Please count the lines in the rows below that contain the string "dome", treating uppercase and lowercase letters as different. Give only the number.

- - -

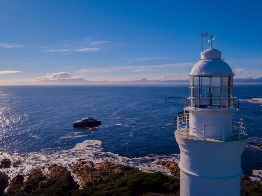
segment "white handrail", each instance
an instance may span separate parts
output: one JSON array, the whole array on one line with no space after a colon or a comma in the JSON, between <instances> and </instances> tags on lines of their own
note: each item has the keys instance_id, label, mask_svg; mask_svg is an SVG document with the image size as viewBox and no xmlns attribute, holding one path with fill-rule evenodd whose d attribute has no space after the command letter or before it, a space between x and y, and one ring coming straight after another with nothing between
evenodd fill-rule
<instances>
[{"instance_id":1,"label":"white handrail","mask_svg":"<svg viewBox=\"0 0 262 196\"><path fill-rule=\"evenodd\" d=\"M190 114L188 113L185 114L183 113L177 116L177 128L178 134L185 136L186 137L188 138L188 134L189 133L192 133L194 134L194 137L196 138L202 138L203 140L205 140L206 138L210 139L221 139L222 140L224 141L226 141L226 138L225 138L225 127L227 127L228 126L225 126L225 125L206 125L205 123L203 124L195 124L193 123L190 123L188 122L188 119L189 118ZM232 121L232 126L233 128L234 131L238 131L238 134L237 134L237 137L230 137L229 138L230 139L241 139L241 138L243 137L246 136L247 135L246 132L246 122L243 120L242 118L238 119L236 118L233 117L233 119L235 120ZM245 124L245 127L243 126ZM191 125L199 125L200 126L202 126L202 128L201 129L200 128L198 128L196 127L192 127ZM188 126L189 126L190 129L188 129ZM210 128L207 129L206 127L209 128L210 127L221 127L221 130L223 130L223 137L221 138L214 138L208 137L209 135L212 135L213 136L214 135L221 135L222 133L207 133L207 130L218 130L216 129L210 129ZM238 129L238 130L237 130ZM194 130L196 132L191 131L190 130ZM202 131L201 130L202 130ZM199 131L197 131L198 130L199 130ZM183 133L185 132L185 134ZM201 132L202 133L202 137L201 136ZM235 134L236 134L235 133Z\"/></svg>"}]
</instances>

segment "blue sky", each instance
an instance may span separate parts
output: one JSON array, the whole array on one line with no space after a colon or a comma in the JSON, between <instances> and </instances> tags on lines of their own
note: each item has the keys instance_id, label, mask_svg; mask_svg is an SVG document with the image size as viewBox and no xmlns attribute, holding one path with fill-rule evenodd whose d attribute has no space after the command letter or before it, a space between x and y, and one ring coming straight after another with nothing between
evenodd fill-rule
<instances>
[{"instance_id":1,"label":"blue sky","mask_svg":"<svg viewBox=\"0 0 262 196\"><path fill-rule=\"evenodd\" d=\"M200 2L1 1L0 84L186 79L201 22L236 77L262 77L262 2Z\"/></svg>"}]
</instances>

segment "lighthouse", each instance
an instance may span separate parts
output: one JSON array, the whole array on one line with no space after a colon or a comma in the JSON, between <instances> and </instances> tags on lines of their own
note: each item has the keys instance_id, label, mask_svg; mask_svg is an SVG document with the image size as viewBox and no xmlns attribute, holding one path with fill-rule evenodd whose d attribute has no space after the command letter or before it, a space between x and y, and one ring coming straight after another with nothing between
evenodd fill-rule
<instances>
[{"instance_id":1,"label":"lighthouse","mask_svg":"<svg viewBox=\"0 0 262 196\"><path fill-rule=\"evenodd\" d=\"M240 195L246 124L235 116L235 75L211 43L191 71L185 112L177 118L181 196Z\"/></svg>"}]
</instances>

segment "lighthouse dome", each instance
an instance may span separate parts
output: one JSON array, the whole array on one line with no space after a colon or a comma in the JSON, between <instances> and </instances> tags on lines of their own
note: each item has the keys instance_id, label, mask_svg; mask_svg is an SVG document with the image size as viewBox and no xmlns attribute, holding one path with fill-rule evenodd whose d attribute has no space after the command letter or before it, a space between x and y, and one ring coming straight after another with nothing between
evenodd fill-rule
<instances>
[{"instance_id":1,"label":"lighthouse dome","mask_svg":"<svg viewBox=\"0 0 262 196\"><path fill-rule=\"evenodd\" d=\"M193 67L190 76L199 75L233 75L232 70L221 59L221 51L213 48L201 53L201 60Z\"/></svg>"}]
</instances>

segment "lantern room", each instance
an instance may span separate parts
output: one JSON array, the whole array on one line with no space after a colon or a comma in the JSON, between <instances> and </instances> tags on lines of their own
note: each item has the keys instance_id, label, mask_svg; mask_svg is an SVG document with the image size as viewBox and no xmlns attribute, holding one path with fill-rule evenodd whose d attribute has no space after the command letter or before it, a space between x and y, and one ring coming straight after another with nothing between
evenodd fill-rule
<instances>
[{"instance_id":1,"label":"lantern room","mask_svg":"<svg viewBox=\"0 0 262 196\"><path fill-rule=\"evenodd\" d=\"M233 76L229 66L221 59L221 51L210 48L190 72L190 106L199 108L233 107Z\"/></svg>"}]
</instances>

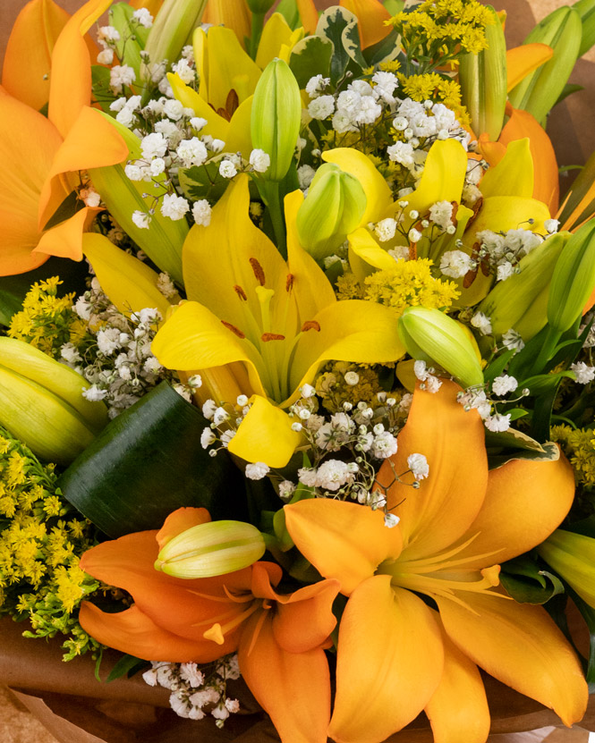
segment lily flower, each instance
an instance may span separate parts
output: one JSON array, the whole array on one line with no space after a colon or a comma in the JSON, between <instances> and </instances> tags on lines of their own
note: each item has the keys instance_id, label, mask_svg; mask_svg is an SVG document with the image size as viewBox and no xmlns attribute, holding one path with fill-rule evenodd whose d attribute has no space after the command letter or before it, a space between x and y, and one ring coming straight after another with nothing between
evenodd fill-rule
<instances>
[{"instance_id":1,"label":"lily flower","mask_svg":"<svg viewBox=\"0 0 595 743\"><path fill-rule=\"evenodd\" d=\"M195 225L186 238L183 267L190 301L173 313L152 345L170 369L242 367L242 393L260 400L230 451L271 467L284 467L299 441L276 406L291 406L324 361L386 363L404 352L388 308L337 301L322 269L299 244L295 220L302 201L301 191L285 198L285 262L250 219L248 177L230 184L210 225ZM269 424L273 430L285 427L285 435L268 432ZM262 455L251 459L259 447Z\"/></svg>"},{"instance_id":2,"label":"lily flower","mask_svg":"<svg viewBox=\"0 0 595 743\"><path fill-rule=\"evenodd\" d=\"M139 658L210 663L238 653L240 671L284 740L326 743L330 680L324 648L336 620L336 580L278 594L281 568L259 561L216 578L183 579L153 568L160 547L210 520L179 509L161 531L129 534L83 554L82 570L128 591L134 604L106 613L83 603L80 621L98 642Z\"/></svg>"},{"instance_id":3,"label":"lily flower","mask_svg":"<svg viewBox=\"0 0 595 743\"><path fill-rule=\"evenodd\" d=\"M415 391L398 452L378 478L395 527L357 503L285 507L297 548L349 596L329 728L337 743L379 743L424 709L440 743L483 743L489 713L478 665L566 725L584 713L587 684L570 645L542 607L497 587L495 564L561 522L572 468L561 456L489 470L480 418L456 401L458 389L443 381L436 394ZM420 452L429 470L413 489L408 458Z\"/></svg>"},{"instance_id":4,"label":"lily flower","mask_svg":"<svg viewBox=\"0 0 595 743\"><path fill-rule=\"evenodd\" d=\"M115 165L127 155L114 127L89 107L83 36L108 5L109 0L89 0L60 34L48 118L0 88L0 275L30 271L49 255L81 260L83 230L98 208L84 207L51 228L48 221L79 183L79 171Z\"/></svg>"}]
</instances>

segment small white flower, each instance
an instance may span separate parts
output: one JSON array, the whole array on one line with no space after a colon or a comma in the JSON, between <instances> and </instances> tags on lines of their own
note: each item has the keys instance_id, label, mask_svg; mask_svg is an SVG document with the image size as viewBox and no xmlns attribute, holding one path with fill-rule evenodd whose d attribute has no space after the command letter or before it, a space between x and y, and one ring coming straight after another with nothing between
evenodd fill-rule
<instances>
[{"instance_id":1,"label":"small white flower","mask_svg":"<svg viewBox=\"0 0 595 743\"><path fill-rule=\"evenodd\" d=\"M261 480L270 472L270 468L262 461L246 465L246 477L251 480Z\"/></svg>"},{"instance_id":2,"label":"small white flower","mask_svg":"<svg viewBox=\"0 0 595 743\"><path fill-rule=\"evenodd\" d=\"M429 473L428 460L423 454L410 454L407 457L407 466L413 473L416 480L423 480Z\"/></svg>"},{"instance_id":3,"label":"small white flower","mask_svg":"<svg viewBox=\"0 0 595 743\"><path fill-rule=\"evenodd\" d=\"M270 156L263 149L250 153L250 164L257 173L265 173L270 167Z\"/></svg>"}]
</instances>

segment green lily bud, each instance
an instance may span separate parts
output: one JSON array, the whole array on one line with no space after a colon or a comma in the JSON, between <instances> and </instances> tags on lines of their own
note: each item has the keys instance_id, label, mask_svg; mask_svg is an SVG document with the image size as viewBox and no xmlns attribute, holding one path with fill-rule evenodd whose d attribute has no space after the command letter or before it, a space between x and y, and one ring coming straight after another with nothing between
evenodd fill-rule
<instances>
[{"instance_id":1,"label":"green lily bud","mask_svg":"<svg viewBox=\"0 0 595 743\"><path fill-rule=\"evenodd\" d=\"M508 99L514 108L528 111L538 122L545 120L573 72L582 36L581 15L574 8L558 8L535 26L523 43L547 44L554 55L510 91Z\"/></svg>"},{"instance_id":2,"label":"green lily bud","mask_svg":"<svg viewBox=\"0 0 595 743\"><path fill-rule=\"evenodd\" d=\"M155 569L174 578L213 578L248 568L265 553L260 532L244 521L208 521L170 539Z\"/></svg>"},{"instance_id":3,"label":"green lily bud","mask_svg":"<svg viewBox=\"0 0 595 743\"><path fill-rule=\"evenodd\" d=\"M312 258L323 260L360 225L367 202L357 178L333 163L320 165L297 213L300 242Z\"/></svg>"},{"instance_id":4,"label":"green lily bud","mask_svg":"<svg viewBox=\"0 0 595 743\"><path fill-rule=\"evenodd\" d=\"M174 62L200 23L207 0L164 0L147 38L149 62Z\"/></svg>"},{"instance_id":5,"label":"green lily bud","mask_svg":"<svg viewBox=\"0 0 595 743\"><path fill-rule=\"evenodd\" d=\"M399 337L416 361L436 364L463 387L483 384L481 364L463 326L439 309L408 307L399 318Z\"/></svg>"},{"instance_id":6,"label":"green lily bud","mask_svg":"<svg viewBox=\"0 0 595 743\"><path fill-rule=\"evenodd\" d=\"M506 42L500 19L491 5L488 8L494 16L494 22L485 28L488 48L461 58L459 82L473 131L478 135L487 131L495 142L502 131L506 106Z\"/></svg>"},{"instance_id":7,"label":"green lily bud","mask_svg":"<svg viewBox=\"0 0 595 743\"><path fill-rule=\"evenodd\" d=\"M556 529L537 551L583 601L595 608L595 539Z\"/></svg>"},{"instance_id":8,"label":"green lily bud","mask_svg":"<svg viewBox=\"0 0 595 743\"><path fill-rule=\"evenodd\" d=\"M293 73L281 59L268 63L260 76L252 101L252 146L270 157L262 177L282 181L293 159L300 133L302 98Z\"/></svg>"},{"instance_id":9,"label":"green lily bud","mask_svg":"<svg viewBox=\"0 0 595 743\"><path fill-rule=\"evenodd\" d=\"M544 327L552 275L569 238L559 232L531 250L521 259L520 273L498 282L479 306L497 338L514 328L527 342Z\"/></svg>"},{"instance_id":10,"label":"green lily bud","mask_svg":"<svg viewBox=\"0 0 595 743\"><path fill-rule=\"evenodd\" d=\"M579 0L573 7L581 14L582 36L579 56L582 56L595 45L595 0Z\"/></svg>"},{"instance_id":11,"label":"green lily bud","mask_svg":"<svg viewBox=\"0 0 595 743\"><path fill-rule=\"evenodd\" d=\"M595 286L595 219L575 232L562 251L552 276L548 323L565 333L582 314Z\"/></svg>"}]
</instances>

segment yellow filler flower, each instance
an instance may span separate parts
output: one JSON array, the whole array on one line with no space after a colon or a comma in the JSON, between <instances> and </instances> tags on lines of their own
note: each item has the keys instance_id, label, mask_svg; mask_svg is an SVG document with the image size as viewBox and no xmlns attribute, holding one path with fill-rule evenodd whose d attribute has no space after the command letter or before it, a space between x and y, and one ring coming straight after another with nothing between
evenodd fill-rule
<instances>
[{"instance_id":1,"label":"yellow filler flower","mask_svg":"<svg viewBox=\"0 0 595 743\"><path fill-rule=\"evenodd\" d=\"M391 310L337 301L299 244L295 216L302 199L300 191L285 198L285 262L250 219L248 177L238 177L213 208L210 225L191 230L183 254L191 301L174 312L152 346L170 369L235 365L234 394L257 397L230 452L270 467L285 466L300 441L276 406L292 405L324 361L387 363L404 352Z\"/></svg>"},{"instance_id":2,"label":"yellow filler flower","mask_svg":"<svg viewBox=\"0 0 595 743\"><path fill-rule=\"evenodd\" d=\"M495 564L562 521L572 469L561 457L489 470L481 419L456 401L458 389L445 380L436 394L415 392L398 452L378 476L395 528L380 511L343 501L285 507L300 552L349 596L329 728L336 743L380 743L422 710L440 743L484 743L489 712L478 665L566 725L585 712L587 684L570 645L542 607L497 587ZM416 453L429 467L418 490L394 474L409 471Z\"/></svg>"}]
</instances>

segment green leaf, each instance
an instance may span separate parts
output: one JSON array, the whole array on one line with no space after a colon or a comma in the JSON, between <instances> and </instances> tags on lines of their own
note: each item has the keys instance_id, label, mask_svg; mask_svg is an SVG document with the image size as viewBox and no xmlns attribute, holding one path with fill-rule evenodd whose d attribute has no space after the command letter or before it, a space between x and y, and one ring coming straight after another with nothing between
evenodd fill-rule
<instances>
[{"instance_id":1,"label":"green leaf","mask_svg":"<svg viewBox=\"0 0 595 743\"><path fill-rule=\"evenodd\" d=\"M292 49L289 68L300 88L306 87L314 75L327 77L333 55L333 43L324 36L307 36Z\"/></svg>"},{"instance_id":2,"label":"green leaf","mask_svg":"<svg viewBox=\"0 0 595 743\"><path fill-rule=\"evenodd\" d=\"M21 311L25 295L36 282L60 276L64 283L59 288L58 295L63 297L69 291L82 294L86 290L85 278L88 275L85 261L77 263L69 258L52 257L34 271L14 276L0 276L0 325L10 325L11 317Z\"/></svg>"},{"instance_id":3,"label":"green leaf","mask_svg":"<svg viewBox=\"0 0 595 743\"><path fill-rule=\"evenodd\" d=\"M159 528L183 506L246 518L239 470L200 446L208 422L166 382L115 418L66 469L64 496L110 537Z\"/></svg>"}]
</instances>

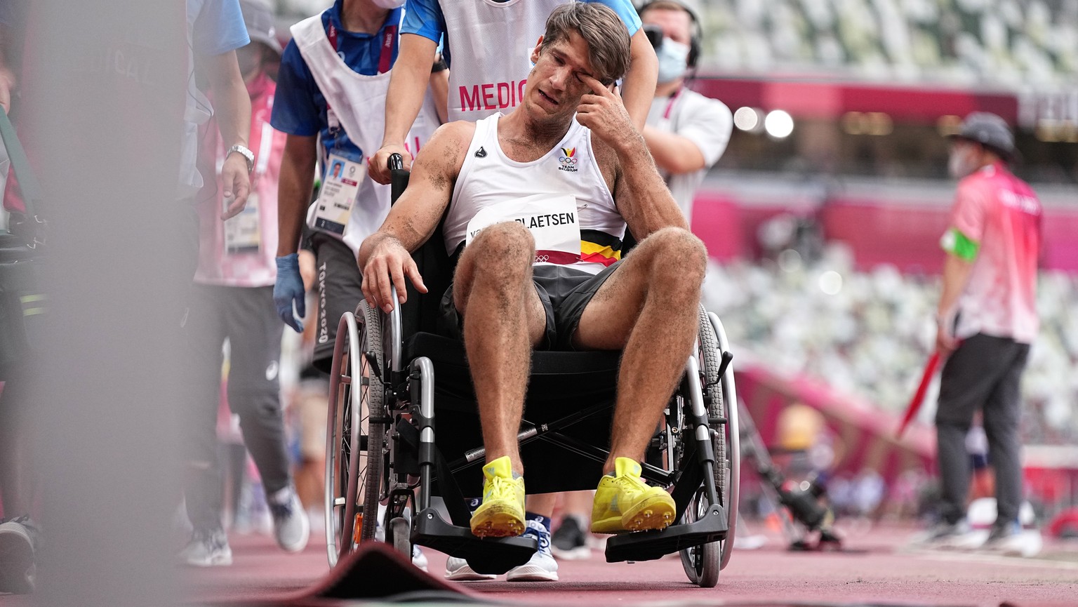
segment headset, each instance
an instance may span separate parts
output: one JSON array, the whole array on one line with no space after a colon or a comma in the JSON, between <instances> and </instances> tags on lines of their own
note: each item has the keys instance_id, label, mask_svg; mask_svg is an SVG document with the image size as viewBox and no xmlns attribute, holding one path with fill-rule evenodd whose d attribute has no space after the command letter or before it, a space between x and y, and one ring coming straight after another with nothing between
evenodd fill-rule
<instances>
[{"instance_id":1,"label":"headset","mask_svg":"<svg viewBox=\"0 0 1078 607\"><path fill-rule=\"evenodd\" d=\"M638 15L642 15L649 8L654 4L659 4L660 2L664 4L676 4L689 14L689 20L692 22L692 35L689 38L689 56L686 57L686 67L690 70L696 69L696 61L700 59L700 41L704 35L700 25L700 18L686 2L680 0L649 0L648 2L641 4L640 8L636 10L636 13ZM663 32L659 28L653 26L644 26L644 33L647 35L652 46L658 49L659 45L662 44Z\"/></svg>"}]
</instances>

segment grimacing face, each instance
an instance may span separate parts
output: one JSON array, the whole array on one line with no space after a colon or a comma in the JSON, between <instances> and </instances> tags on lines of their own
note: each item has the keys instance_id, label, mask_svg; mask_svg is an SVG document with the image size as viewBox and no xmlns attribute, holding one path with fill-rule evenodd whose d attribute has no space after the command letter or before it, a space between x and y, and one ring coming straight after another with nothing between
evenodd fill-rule
<instances>
[{"instance_id":1,"label":"grimacing face","mask_svg":"<svg viewBox=\"0 0 1078 607\"><path fill-rule=\"evenodd\" d=\"M948 157L948 173L955 179L971 175L978 168L980 146L965 139L955 139L951 143L951 154Z\"/></svg>"},{"instance_id":2,"label":"grimacing face","mask_svg":"<svg viewBox=\"0 0 1078 607\"><path fill-rule=\"evenodd\" d=\"M659 26L663 36L688 45L692 41L692 17L680 9L655 8L640 15L644 25Z\"/></svg>"},{"instance_id":3,"label":"grimacing face","mask_svg":"<svg viewBox=\"0 0 1078 607\"><path fill-rule=\"evenodd\" d=\"M592 92L581 75L595 78L589 60L588 43L576 31L568 40L548 44L540 52L542 38L531 52L535 67L528 74L526 101L549 116L577 111L580 98Z\"/></svg>"}]
</instances>

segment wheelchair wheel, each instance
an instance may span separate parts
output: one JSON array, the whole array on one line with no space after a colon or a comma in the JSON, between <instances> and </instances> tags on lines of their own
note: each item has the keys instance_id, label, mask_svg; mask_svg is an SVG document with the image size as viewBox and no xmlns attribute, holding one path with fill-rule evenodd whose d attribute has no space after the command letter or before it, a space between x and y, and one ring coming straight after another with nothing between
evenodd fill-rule
<instances>
[{"instance_id":1,"label":"wheelchair wheel","mask_svg":"<svg viewBox=\"0 0 1078 607\"><path fill-rule=\"evenodd\" d=\"M367 302L360 318L345 313L330 373L327 417L326 547L330 566L357 543L374 538L382 489L385 425L371 424L372 413L384 417L385 390L374 375L368 354L384 370L382 319Z\"/></svg>"},{"instance_id":2,"label":"wheelchair wheel","mask_svg":"<svg viewBox=\"0 0 1078 607\"><path fill-rule=\"evenodd\" d=\"M715 330L715 335L719 340L719 351L730 350L730 341L727 332L722 328L722 322L715 314L708 313L710 326ZM734 369L732 364L727 365L721 382L719 383L719 394L722 395L724 409L722 413L727 417L725 423L725 463L727 479L722 489L723 503L727 508L727 539L722 541L722 563L721 568L725 568L730 563L730 555L734 548L734 537L737 532L737 507L741 503L741 426L737 420L737 389L734 384Z\"/></svg>"},{"instance_id":3,"label":"wheelchair wheel","mask_svg":"<svg viewBox=\"0 0 1078 607\"><path fill-rule=\"evenodd\" d=\"M727 428L721 422L725 418L725 408L719 380L719 340L703 306L700 308L697 347L704 401L709 401L707 418L711 430L711 446L715 450L715 487L718 489L719 501L729 509L730 473L727 468ZM697 521L705 514L708 506L704 488L700 487L686 509L685 522ZM681 566L685 567L685 572L692 583L702 588L714 588L719 582L723 544L728 541L729 539L713 541L681 551Z\"/></svg>"},{"instance_id":4,"label":"wheelchair wheel","mask_svg":"<svg viewBox=\"0 0 1078 607\"><path fill-rule=\"evenodd\" d=\"M411 523L403 516L398 516L389 521L389 532L392 535L393 550L410 561L412 560L411 528Z\"/></svg>"}]
</instances>

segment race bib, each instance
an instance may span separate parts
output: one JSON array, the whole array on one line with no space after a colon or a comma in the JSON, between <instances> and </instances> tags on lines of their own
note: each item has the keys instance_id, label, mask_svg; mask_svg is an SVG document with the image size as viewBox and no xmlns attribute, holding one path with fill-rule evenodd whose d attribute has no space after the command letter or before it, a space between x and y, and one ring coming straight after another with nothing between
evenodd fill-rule
<instances>
[{"instance_id":1,"label":"race bib","mask_svg":"<svg viewBox=\"0 0 1078 607\"><path fill-rule=\"evenodd\" d=\"M326 179L322 180L322 189L315 202L315 227L344 234L351 206L356 204L359 182L367 175L367 167L336 154L330 154L326 162Z\"/></svg>"},{"instance_id":2,"label":"race bib","mask_svg":"<svg viewBox=\"0 0 1078 607\"><path fill-rule=\"evenodd\" d=\"M535 263L566 265L580 261L580 219L576 197L535 194L480 209L468 222L466 243L487 225L515 221L536 240Z\"/></svg>"}]
</instances>

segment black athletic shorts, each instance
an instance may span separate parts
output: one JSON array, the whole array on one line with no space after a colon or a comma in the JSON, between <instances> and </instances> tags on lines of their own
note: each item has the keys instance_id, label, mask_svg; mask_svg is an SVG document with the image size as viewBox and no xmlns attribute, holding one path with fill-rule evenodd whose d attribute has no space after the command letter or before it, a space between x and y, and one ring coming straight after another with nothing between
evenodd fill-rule
<instances>
[{"instance_id":1,"label":"black athletic shorts","mask_svg":"<svg viewBox=\"0 0 1078 607\"><path fill-rule=\"evenodd\" d=\"M318 281L318 327L315 331L315 368L330 372L333 344L341 316L355 312L363 299L363 277L351 249L343 242L316 232L310 238Z\"/></svg>"},{"instance_id":2,"label":"black athletic shorts","mask_svg":"<svg viewBox=\"0 0 1078 607\"><path fill-rule=\"evenodd\" d=\"M539 349L571 350L572 334L599 287L621 264L620 261L598 274L564 265L536 265L531 268L536 293L547 311L547 331ZM464 318L453 303L453 285L442 295L439 331L456 340L464 337Z\"/></svg>"}]
</instances>

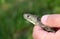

- - -

Task answer: 2